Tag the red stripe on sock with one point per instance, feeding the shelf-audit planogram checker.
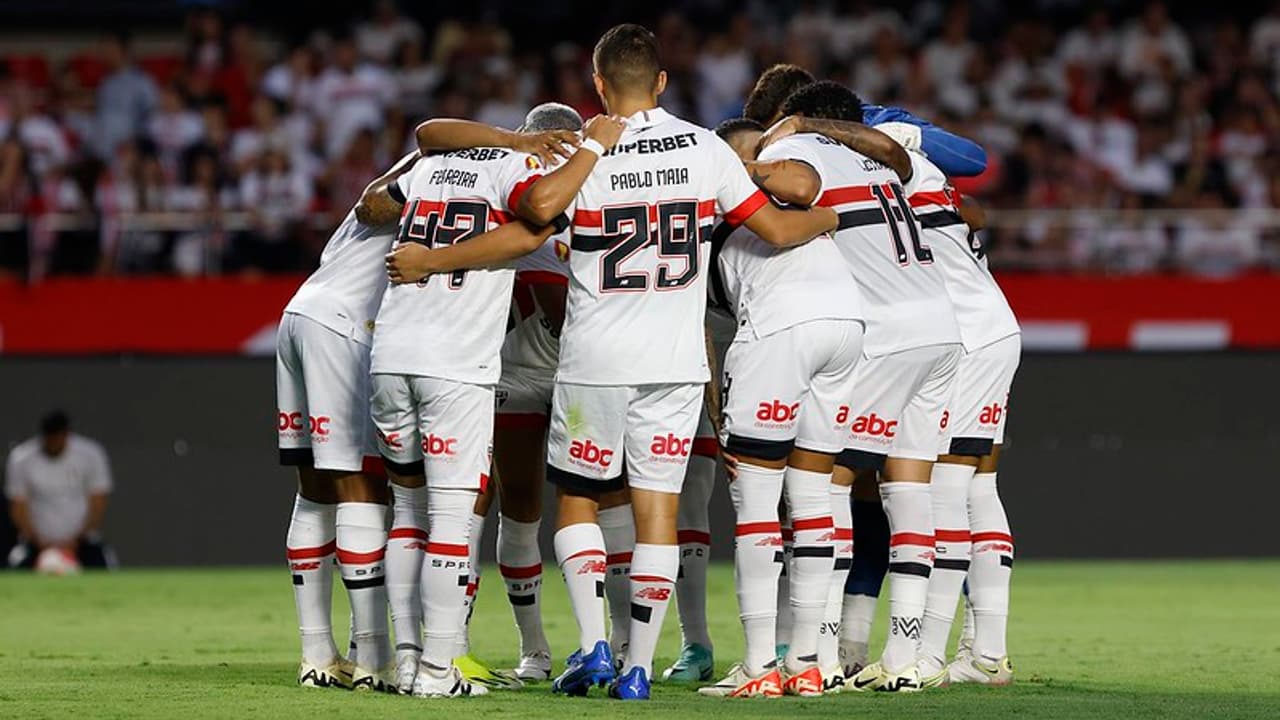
(311, 552)
(705, 447)
(585, 554)
(812, 523)
(696, 537)
(950, 536)
(351, 557)
(448, 548)
(652, 579)
(414, 533)
(520, 573)
(910, 538)
(757, 528)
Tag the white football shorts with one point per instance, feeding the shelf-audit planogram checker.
(976, 417)
(434, 427)
(897, 406)
(595, 429)
(321, 397)
(786, 388)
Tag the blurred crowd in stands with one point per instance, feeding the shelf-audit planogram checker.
(238, 153)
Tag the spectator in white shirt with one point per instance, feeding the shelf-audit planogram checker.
(351, 96)
(380, 36)
(58, 486)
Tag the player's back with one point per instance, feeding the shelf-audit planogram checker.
(344, 291)
(982, 313)
(451, 326)
(904, 294)
(638, 274)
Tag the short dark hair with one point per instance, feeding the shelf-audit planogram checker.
(552, 115)
(55, 422)
(827, 100)
(773, 87)
(626, 57)
(731, 126)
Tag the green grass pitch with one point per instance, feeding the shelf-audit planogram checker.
(1089, 641)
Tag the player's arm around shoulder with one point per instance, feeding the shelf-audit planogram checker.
(548, 197)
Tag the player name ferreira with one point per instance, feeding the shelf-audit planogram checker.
(649, 178)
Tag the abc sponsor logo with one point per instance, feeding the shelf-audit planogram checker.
(589, 455)
(776, 414)
(296, 424)
(670, 449)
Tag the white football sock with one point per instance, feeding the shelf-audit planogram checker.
(757, 560)
(812, 561)
(446, 573)
(618, 528)
(310, 548)
(653, 578)
(580, 552)
(842, 540)
(474, 534)
(949, 486)
(991, 568)
(695, 550)
(405, 546)
(784, 630)
(521, 564)
(910, 524)
(361, 559)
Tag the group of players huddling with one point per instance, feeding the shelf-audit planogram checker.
(510, 301)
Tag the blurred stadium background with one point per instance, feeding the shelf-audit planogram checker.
(169, 172)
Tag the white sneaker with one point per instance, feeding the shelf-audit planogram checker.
(406, 669)
(337, 674)
(739, 683)
(853, 656)
(982, 671)
(933, 674)
(432, 682)
(832, 679)
(534, 666)
(383, 680)
(876, 678)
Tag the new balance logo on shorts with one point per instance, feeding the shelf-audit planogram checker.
(776, 413)
(292, 424)
(590, 454)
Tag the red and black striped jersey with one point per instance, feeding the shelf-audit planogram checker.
(638, 265)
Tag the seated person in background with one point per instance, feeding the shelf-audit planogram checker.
(56, 486)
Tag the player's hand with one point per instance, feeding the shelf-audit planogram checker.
(548, 146)
(606, 130)
(408, 263)
(786, 127)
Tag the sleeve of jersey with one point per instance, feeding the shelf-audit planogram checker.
(737, 196)
(952, 154)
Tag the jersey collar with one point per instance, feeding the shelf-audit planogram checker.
(648, 118)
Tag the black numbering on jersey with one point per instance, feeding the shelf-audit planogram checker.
(897, 213)
(677, 240)
(458, 222)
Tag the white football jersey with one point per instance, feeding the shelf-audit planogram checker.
(769, 288)
(451, 326)
(638, 263)
(982, 311)
(531, 341)
(344, 291)
(904, 297)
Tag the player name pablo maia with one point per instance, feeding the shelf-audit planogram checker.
(649, 178)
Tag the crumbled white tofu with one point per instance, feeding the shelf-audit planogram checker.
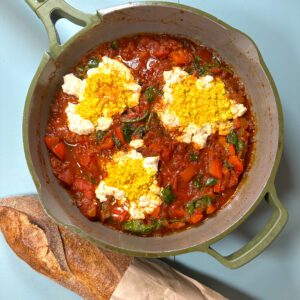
(238, 110)
(76, 123)
(136, 143)
(135, 212)
(133, 154)
(171, 77)
(225, 127)
(204, 82)
(103, 190)
(151, 163)
(198, 136)
(104, 123)
(169, 120)
(154, 188)
(72, 85)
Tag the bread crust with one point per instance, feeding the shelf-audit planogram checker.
(58, 253)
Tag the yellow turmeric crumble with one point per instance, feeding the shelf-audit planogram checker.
(130, 176)
(109, 90)
(200, 106)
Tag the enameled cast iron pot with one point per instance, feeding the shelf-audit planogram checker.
(158, 17)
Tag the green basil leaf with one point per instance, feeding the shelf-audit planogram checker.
(168, 196)
(211, 181)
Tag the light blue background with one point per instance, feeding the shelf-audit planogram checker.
(275, 26)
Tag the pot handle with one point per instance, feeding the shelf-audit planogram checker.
(50, 11)
(263, 239)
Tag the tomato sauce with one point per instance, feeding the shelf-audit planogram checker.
(196, 183)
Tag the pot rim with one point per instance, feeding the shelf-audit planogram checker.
(202, 246)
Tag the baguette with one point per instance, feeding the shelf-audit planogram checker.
(57, 252)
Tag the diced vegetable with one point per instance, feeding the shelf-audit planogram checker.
(180, 57)
(197, 67)
(211, 209)
(137, 119)
(217, 187)
(178, 213)
(211, 181)
(190, 207)
(215, 168)
(168, 196)
(108, 143)
(51, 141)
(93, 63)
(127, 132)
(239, 146)
(60, 150)
(227, 164)
(150, 93)
(156, 212)
(140, 131)
(231, 149)
(177, 225)
(114, 45)
(147, 125)
(100, 134)
(193, 156)
(138, 226)
(119, 135)
(232, 138)
(203, 202)
(197, 182)
(187, 174)
(117, 142)
(196, 218)
(237, 163)
(66, 176)
(120, 214)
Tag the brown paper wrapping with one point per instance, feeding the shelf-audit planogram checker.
(80, 266)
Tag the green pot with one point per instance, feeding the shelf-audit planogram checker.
(159, 17)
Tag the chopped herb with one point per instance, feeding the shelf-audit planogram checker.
(93, 63)
(80, 72)
(168, 196)
(117, 142)
(232, 138)
(100, 134)
(227, 165)
(193, 156)
(211, 181)
(91, 179)
(197, 181)
(177, 220)
(127, 132)
(114, 45)
(203, 202)
(239, 146)
(140, 131)
(190, 207)
(138, 226)
(137, 119)
(216, 60)
(151, 116)
(197, 184)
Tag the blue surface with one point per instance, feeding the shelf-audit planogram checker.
(274, 25)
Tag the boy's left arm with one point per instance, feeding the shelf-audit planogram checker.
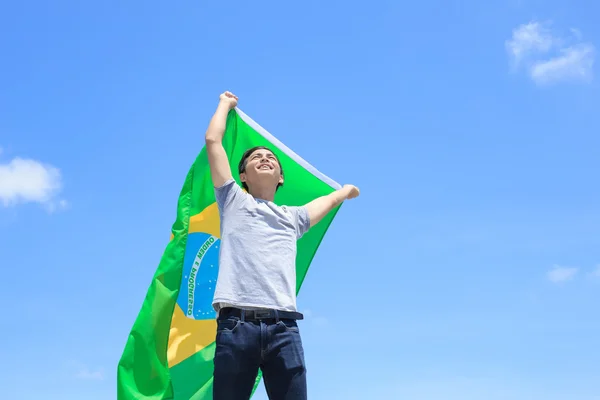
(321, 206)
§
Go through the material above and print all of it exactly, except the pictures.

Tag the red stripe on sock with one point per instance, feeding the shelf-audit planogram checker.
(311, 552)
(705, 447)
(585, 554)
(812, 523)
(696, 537)
(950, 536)
(351, 557)
(448, 548)
(652, 579)
(414, 533)
(520, 573)
(910, 538)
(757, 528)
Tag the white football shorts with one point per instance, feeding the shelf-audit planogram checker.
(976, 417)
(434, 427)
(897, 406)
(595, 429)
(321, 397)
(786, 388)
Tag the blurred crowd in stands with one point per instance, feeding the shelf-audit planogram checker.
(238, 153)
Tag the spectator in white shirt with one point per instance, feeding the shelf-audit planogram checker.
(351, 96)
(380, 36)
(58, 486)
Tag the player's back with one point per instance, feeding the shelf-audit planogram checker.
(344, 291)
(982, 313)
(451, 326)
(904, 294)
(638, 274)
Tag the short dark hair with one point per instance, feeding the shelf-audit planogram checker.
(552, 115)
(55, 422)
(827, 100)
(773, 87)
(626, 57)
(731, 126)
Tag the green grass pitch with one point per instance, feeding the shelf-audit planogram checker.
(1089, 641)
Tag the player's arm around shoulder with one point per instance, feeding the shelf-audit planogram checker.
(548, 197)
Tag the player name ferreira with one point per instance, feeding the shelf-audit planogram checker.
(649, 178)
Tag the abc sponsor logo with one point per instance, feeding the shelf-audit planogram checker.
(589, 455)
(776, 414)
(296, 424)
(670, 449)
Tag the white football sock with one point per instance, feeding the shelf-audit planogram checker.
(757, 560)
(812, 561)
(446, 573)
(618, 528)
(310, 548)
(653, 578)
(580, 552)
(842, 540)
(474, 534)
(949, 486)
(991, 568)
(695, 550)
(405, 546)
(784, 630)
(521, 564)
(910, 524)
(361, 559)
Tag the group of players huddling with one point per instance, feeding the shelf-audit planogram checker.
(510, 301)
Tag the blurred stadium background with one point per instance, feeding the shelf-audit planogram checker.
(169, 172)
Tag the white sneaker with one point per instance, feeding the shelf-audit planogram checker.
(406, 669)
(337, 674)
(739, 683)
(853, 656)
(982, 671)
(933, 674)
(432, 682)
(832, 679)
(534, 666)
(383, 680)
(876, 678)
Tag the new balance logo on shorts with one point per instance, feeding the shelf-audit planogram checker.
(776, 413)
(292, 424)
(590, 454)
Tag the red and black striped jersey with one point per instance, feeding the shelf-audit planogram checker.
(638, 265)
Tag the seated person in background with one point per instance, feeding the shelf-audit planogram checker.
(56, 486)
Tag the player's hand with one point per instance, feeding the shelf-audit planogram checker.
(548, 146)
(606, 130)
(408, 263)
(786, 127)
Tag the sleeve of jersey with one point per instance, feeding the shelf-audit planogram checker.
(737, 196)
(952, 154)
Tag the jersey collar with one point per instance, feeding the shelf-audit planogram checker.
(648, 118)
Tag the black numbering on jersey with one point per instance, feeding the shelf-audit planogram checker.
(897, 213)
(677, 240)
(458, 222)
Tag the white football jersey with one point per instance, feeding the shelf-audit planogram checker.
(769, 288)
(451, 326)
(638, 263)
(982, 311)
(531, 341)
(344, 291)
(904, 297)
Tag the player name pablo maia with one point per instance, feeding the shelf-audit planogram checker.
(649, 178)
Tag the crumbled white tofu with one point per instance, feeding the shelf-audit planogram checker.
(238, 110)
(76, 123)
(136, 143)
(135, 212)
(133, 154)
(171, 77)
(225, 127)
(204, 82)
(103, 190)
(151, 163)
(198, 136)
(104, 123)
(169, 120)
(154, 188)
(72, 85)
Tag the bread crust with one point per instance, feeding the shelf-audit planogram checker.
(58, 253)
Tag the yellow turmeric crumble with one point per instance, feeding the shelf-audit planogram checker.
(130, 176)
(109, 90)
(200, 106)
Tag the enameled cast iron pot with one point per instance, feeding the shelf-audit planogram checker.
(158, 17)
Tag the green basil leaf with one point per instance, feeding the shelf-audit planogram checker.
(168, 196)
(211, 181)
Tag the light blue background with one point per instance, feeding the shelf-audit planogram checker.
(275, 26)
Tag the pot handle with one point per instance, feeding the shelf-audit planogram checker.
(50, 11)
(263, 239)
Tag the tomato sauce with one point per instance, feeding the shelf-audit planogram checker.
(196, 183)
Tag the pot rim with one point per instance, feeding the shelf-audit planogram checker.
(202, 246)
Tag the baguette with one point per instance, feeding the shelf-audit planogram checker.
(57, 252)
Tag the diced vegetable with one point per instance, feeding the shelf-audit planogram checker.
(180, 57)
(197, 67)
(211, 209)
(137, 119)
(217, 187)
(178, 213)
(211, 181)
(190, 207)
(215, 168)
(168, 196)
(108, 143)
(51, 141)
(93, 63)
(127, 132)
(239, 146)
(60, 150)
(227, 164)
(150, 93)
(156, 212)
(140, 131)
(231, 149)
(177, 225)
(114, 45)
(147, 125)
(100, 134)
(193, 156)
(138, 226)
(119, 135)
(232, 138)
(203, 202)
(197, 182)
(187, 174)
(117, 142)
(196, 218)
(237, 163)
(66, 176)
(120, 214)
Tag the brown paper wrapping with one point per instance, feeding the shelf-audit planogram checker.
(80, 266)
Tag the green pot with one point per instance, feeding the shelf-audit planogram checker.
(159, 17)
Tag the chopped herb with one point per instance, feeding the shelf-audit planogram checker.
(93, 63)
(80, 72)
(168, 196)
(117, 142)
(232, 138)
(100, 134)
(227, 165)
(193, 156)
(211, 181)
(91, 179)
(197, 181)
(177, 220)
(127, 132)
(114, 45)
(203, 202)
(239, 146)
(140, 131)
(190, 207)
(138, 226)
(137, 119)
(216, 60)
(151, 116)
(197, 184)
Tag the blue surface with one point per instance, feeding the shelf-audit planogram checker.
(274, 25)
Tag the boy's left arm with one point per instance, feeding the shelf-audit planogram checker.
(321, 206)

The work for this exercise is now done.